#### EXTRACT TO READ:

-*-

Paradigm Financial Advisors
October 30, 2018
Stock Market Volatility: Market volatility continued today with the Dow Jones Industrial Average closing up 431 points (1.77%) and the S&P 500 ended the trading session up 41.38 points (1.57%). Last week U.S. equities declined 3.9% and global stock markets also struggled as European stocks fell 4% and Emerging Market stocks were down 3.3%. Yesterday, stocks initially opened higher but the gains were lost after Bloomberg reported that the U.S. is planning more tariffs on Chinese imports if the meeting at next month’s G20 meeting between President Trump and Chinese President Xi fails. The October sell-off has erased all of the year to date gains in the S&P 500 despite strong economic reports and corporate earnings growth for Q3 coming in at 22%.
As we discussed in our market update last week, investors are concerned about a number of potential risks that could undermine the U.S economy such as the Federal Reserve raising rates too quickly, lower earnings growth in the future, negative consequences of the trade dispute with China, uncertainty in Europe surrounding BREXIT & the EU’s rejection of Italy’s budget, and potential sanctions against Saudi Arabia after the murder of Jamal Khashoggi.
Over the weekend we dug deeper into the market data and it became clear that there are a number of trading related factors that also contributed to the magnitude of the sell-off:
1) Stop-Loss Orders: A large volume of trades were triggered by investors having entered Stop-Loss orders on stocks in order to protect their gains. Stop prices are not guaranteed execution prices. A “stop order” becomes a “market order” when the “stop price” is reached – unless
the investor places a limit on the stop order. Stop orders can add to selling pressure during volatile market conditions and many investors who enter stop orders end up selling at a price significantly below their expectations.
2) Profit-Taking: Some active mutual fund managers do not want to risk trailing the indexes so they started taking profits as soon as the market went down two days in a row.

-*-

#### REQUIREMENTS:
(a) According to the market update, how much did European stocks fall last week?
(b) Carry the market update on past its last sentence, starting with the next point in its list of trading factors.

#### STORED DATA:
-*-

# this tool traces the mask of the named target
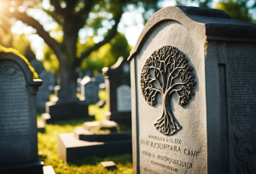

-*-

#### RESULTS OF THE TASKS:
(a) European stocks fell 4%.

(b)
3) VIX Volatility Trading: Data from the Commodity Futures Trading Commission indicates that during the 30 days prior to the sell-off a large volume of trades were made shorting VIX futures. When stocks started selling off, volatility rose very quickly and institutional investors
who had shorted VIX options had to unwind their trades very quickly which exacerbated the drop in the stock market.
4) High-Frequency Trading Algorithms: Many of the big Wall Street firms have proprietary trading departments that use “high-frequency trading algorithms” that are designed to increase volatility by adding enormous selling pressure in down markets. Wall Street’s
proprietary trading departments will likely end up making millions of dollars in October while their clients may end up losing more money than they would have otherwise! Note: this is one of the reasons Wall Street firms have spent a large amount of money lobbying against the
proposed Fiduciary Standard because they would have to shut down their proprietary trading departments since it is not in the best interest of their clients.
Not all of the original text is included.